• [Exercise]: Transcribe the records from the line containing "Locate the creamy" up to and including the line containing "<point>97,996</point>".

• [Records to process]:
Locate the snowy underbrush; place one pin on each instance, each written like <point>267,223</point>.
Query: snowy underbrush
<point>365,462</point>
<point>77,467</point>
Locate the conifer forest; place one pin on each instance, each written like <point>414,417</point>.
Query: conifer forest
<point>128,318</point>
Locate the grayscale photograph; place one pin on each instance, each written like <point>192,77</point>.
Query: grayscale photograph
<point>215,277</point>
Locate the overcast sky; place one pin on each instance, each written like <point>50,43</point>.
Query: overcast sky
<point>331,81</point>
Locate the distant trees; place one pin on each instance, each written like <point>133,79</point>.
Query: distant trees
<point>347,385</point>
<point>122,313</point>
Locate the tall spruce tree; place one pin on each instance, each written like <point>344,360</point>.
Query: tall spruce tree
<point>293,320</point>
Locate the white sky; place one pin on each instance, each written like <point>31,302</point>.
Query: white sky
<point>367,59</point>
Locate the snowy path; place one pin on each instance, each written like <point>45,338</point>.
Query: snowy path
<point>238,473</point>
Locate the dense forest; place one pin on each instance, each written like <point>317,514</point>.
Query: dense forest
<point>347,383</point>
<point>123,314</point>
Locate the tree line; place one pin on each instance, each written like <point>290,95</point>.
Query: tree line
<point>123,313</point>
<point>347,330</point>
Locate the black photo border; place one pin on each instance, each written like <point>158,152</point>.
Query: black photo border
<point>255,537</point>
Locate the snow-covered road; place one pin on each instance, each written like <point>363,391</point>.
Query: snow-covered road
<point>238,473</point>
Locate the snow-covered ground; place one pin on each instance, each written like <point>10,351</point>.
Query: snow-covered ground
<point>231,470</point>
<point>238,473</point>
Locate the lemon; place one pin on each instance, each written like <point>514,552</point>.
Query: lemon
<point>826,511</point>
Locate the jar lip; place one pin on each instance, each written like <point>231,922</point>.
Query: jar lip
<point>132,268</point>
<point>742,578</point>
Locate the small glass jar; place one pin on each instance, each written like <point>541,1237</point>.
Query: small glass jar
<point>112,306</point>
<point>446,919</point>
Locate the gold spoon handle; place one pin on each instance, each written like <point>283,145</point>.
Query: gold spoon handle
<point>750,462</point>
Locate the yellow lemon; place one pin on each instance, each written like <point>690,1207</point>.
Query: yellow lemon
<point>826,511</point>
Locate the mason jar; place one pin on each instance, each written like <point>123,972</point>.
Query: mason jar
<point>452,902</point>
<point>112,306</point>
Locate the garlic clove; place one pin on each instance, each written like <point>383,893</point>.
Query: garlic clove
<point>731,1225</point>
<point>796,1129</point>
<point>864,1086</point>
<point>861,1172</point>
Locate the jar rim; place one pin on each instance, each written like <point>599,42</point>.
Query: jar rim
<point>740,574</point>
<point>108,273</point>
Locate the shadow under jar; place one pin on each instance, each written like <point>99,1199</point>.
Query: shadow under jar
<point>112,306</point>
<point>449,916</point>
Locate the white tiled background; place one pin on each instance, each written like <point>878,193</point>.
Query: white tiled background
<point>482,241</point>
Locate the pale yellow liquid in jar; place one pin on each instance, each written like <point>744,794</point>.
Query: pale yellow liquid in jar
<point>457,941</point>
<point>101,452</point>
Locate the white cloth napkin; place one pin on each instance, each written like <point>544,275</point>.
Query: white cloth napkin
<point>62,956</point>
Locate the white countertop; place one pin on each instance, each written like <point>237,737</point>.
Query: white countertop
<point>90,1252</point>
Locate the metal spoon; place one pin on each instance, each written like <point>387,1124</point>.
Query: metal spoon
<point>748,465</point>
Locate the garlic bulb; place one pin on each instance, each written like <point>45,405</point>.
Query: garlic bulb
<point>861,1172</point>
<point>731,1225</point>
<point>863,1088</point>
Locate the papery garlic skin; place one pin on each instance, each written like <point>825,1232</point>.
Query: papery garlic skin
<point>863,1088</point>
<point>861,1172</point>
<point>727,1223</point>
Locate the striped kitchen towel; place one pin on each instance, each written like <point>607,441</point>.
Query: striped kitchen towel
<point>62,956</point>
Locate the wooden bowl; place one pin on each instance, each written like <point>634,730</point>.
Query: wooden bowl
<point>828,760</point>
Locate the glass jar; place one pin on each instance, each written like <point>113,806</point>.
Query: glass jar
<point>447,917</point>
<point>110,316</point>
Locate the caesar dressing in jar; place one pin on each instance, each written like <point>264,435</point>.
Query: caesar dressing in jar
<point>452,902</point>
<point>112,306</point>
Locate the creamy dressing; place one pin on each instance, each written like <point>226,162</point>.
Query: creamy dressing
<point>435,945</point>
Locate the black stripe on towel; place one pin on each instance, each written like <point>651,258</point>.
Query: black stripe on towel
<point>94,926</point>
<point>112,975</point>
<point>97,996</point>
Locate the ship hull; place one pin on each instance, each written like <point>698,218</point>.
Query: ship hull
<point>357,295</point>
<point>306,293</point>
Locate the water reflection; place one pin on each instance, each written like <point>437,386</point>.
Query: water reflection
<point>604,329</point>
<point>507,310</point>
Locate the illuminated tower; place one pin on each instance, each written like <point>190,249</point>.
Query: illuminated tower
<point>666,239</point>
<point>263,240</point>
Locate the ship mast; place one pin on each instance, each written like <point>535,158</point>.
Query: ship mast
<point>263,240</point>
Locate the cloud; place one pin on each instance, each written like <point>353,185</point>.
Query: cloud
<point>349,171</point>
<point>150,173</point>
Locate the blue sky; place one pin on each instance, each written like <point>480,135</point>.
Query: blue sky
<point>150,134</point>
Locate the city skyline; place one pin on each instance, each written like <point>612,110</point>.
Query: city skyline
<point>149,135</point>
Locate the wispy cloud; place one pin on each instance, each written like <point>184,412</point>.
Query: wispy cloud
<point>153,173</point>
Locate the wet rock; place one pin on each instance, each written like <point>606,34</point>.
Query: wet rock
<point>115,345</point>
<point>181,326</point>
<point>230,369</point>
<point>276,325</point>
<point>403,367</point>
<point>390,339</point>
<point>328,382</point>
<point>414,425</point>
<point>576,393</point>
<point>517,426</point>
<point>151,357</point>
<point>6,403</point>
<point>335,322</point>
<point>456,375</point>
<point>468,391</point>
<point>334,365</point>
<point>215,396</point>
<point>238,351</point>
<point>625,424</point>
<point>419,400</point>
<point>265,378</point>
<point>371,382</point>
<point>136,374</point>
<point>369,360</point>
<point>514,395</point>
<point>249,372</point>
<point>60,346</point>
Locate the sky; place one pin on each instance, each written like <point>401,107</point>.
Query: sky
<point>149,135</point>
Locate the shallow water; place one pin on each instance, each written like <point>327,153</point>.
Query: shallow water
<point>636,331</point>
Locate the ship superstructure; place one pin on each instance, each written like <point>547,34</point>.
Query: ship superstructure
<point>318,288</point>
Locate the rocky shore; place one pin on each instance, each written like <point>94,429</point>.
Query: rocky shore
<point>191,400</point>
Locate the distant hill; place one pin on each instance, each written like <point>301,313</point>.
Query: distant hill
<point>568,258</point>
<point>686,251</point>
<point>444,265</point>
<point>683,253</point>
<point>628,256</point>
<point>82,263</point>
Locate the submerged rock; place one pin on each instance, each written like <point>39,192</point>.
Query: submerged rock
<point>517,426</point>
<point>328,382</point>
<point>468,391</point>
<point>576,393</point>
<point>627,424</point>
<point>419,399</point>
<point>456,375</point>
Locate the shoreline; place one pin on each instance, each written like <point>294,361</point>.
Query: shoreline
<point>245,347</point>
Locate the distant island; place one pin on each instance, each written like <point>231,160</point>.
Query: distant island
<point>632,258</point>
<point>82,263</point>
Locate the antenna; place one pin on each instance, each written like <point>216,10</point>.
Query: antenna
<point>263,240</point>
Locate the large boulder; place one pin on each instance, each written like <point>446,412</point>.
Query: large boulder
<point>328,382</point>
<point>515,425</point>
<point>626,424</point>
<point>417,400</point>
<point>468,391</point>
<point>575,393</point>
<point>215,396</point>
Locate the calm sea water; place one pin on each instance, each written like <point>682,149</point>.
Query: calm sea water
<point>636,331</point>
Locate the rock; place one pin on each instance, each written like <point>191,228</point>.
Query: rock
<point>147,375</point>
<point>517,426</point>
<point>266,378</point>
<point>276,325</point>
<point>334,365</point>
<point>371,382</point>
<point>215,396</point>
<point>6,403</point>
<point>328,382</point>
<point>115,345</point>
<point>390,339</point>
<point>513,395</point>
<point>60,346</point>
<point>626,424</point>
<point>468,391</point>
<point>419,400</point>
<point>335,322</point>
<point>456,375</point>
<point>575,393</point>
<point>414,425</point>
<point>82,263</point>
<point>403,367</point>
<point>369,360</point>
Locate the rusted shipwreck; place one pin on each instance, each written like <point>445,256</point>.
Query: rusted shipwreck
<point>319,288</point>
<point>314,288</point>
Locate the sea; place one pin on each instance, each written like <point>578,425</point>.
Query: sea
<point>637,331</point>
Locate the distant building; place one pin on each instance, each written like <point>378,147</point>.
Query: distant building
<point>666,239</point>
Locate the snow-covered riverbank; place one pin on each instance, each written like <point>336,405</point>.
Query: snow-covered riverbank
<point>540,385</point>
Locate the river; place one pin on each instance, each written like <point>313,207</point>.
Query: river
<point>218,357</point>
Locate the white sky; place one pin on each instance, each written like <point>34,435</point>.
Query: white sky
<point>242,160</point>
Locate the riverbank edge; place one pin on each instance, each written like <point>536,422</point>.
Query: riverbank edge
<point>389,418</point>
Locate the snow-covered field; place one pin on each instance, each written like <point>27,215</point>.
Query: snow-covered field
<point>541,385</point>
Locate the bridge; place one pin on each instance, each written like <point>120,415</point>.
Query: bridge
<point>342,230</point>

• [Task solution]:
Locate the creamy dressing; place one pin on each instance, each written like <point>226,162</point>.
Query: creamy dressing
<point>435,945</point>
Locate the black stripe on towel; place one pin on each instance, each written like <point>651,258</point>.
Query: black stripe on towel
<point>94,926</point>
<point>112,975</point>
<point>97,996</point>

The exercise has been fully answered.